◆ EXCERPT:
►

[Sca-cooks] Projects and challenges for 2008

Sharon Gordon gordonse at one.net
Wed Dec 19 17:13:47 PST 2007


In thinking about learning opportunities in the coming year in regard to
period cooking, another cook asked for suggestions for projects.   I thought
of several that might be fun and could add to our skills.  I thought I'd
post the list here too and see if other people might be interested in a
monthly challenge or focused project on the sca-cooks list.

Would you enjoy participating in some of the ones listed below?  What other
sorts of challenges or projects would you like?

To me the projects and challenges we have done in the past as a group have
been fun and enlightening.

1)Recipe translation/redaction challenges.  I learn a lot
from working with one myself and then also seeing what other people did with
the same starting recipe.

2) Another thing that would be helpful would be a challenge to plan a feast
menu using a particular cookbook and seasonal ingredients.  For example say
it was a UK cookbook and what you could get frugally and in season in your
Kingdom (if it was open to all sca-cooks as well)  in May/June/ealy summer.
Or maybe it's  Fall and you have an Italian cookbook

3) And I would be delighted to do a couple of virtual siege contests with
time to think about and research ways to make really good use of the
ingredients.  And people could even try out their solutions in reality if
they wanted to.  Seeing how other people make creative use of their
ingredients can give me a lot of new ideas as well, and I really appreciate
people's artistry.

◄

◆ WHAT TO PRODUCE:
Turn the paragraph of the post that begins "2) Another thing that would be helpful" into a short bulleted list that keeps its main facts.

◆ SUPPLIED ENTRIES:
►

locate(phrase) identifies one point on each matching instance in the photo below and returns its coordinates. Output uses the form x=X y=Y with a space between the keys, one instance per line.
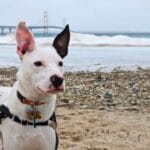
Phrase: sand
x=101 y=111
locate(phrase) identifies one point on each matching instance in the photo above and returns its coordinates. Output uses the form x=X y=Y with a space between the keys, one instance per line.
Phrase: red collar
x=26 y=101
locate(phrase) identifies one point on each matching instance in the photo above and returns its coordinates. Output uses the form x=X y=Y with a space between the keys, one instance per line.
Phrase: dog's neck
x=20 y=109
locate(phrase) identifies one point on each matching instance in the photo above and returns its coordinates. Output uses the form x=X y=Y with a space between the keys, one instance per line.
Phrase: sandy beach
x=101 y=111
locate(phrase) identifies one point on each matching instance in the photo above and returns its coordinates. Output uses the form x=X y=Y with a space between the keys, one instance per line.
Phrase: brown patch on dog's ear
x=25 y=39
x=61 y=42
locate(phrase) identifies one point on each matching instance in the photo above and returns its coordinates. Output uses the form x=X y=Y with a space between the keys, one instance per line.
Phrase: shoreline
x=115 y=90
x=101 y=110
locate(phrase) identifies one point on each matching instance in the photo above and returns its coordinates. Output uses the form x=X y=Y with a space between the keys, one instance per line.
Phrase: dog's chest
x=27 y=137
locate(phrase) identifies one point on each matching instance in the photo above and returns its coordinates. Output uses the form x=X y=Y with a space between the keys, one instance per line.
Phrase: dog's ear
x=25 y=39
x=61 y=42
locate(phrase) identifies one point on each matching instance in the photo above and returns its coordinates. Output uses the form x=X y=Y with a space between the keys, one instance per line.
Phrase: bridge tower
x=45 y=22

◄

◆ SOLUTION BELOW:
- Proposed challenge: plan a feast menu using one particular cookbook and seasonal ingredients.
- Example: a UK cookbook, using ingredients that are cheap and in season in your Kingdom in May, June, or early summer (if the challenge were open to all sca-cooks).
- Another example: an Italian cookbook in the fall.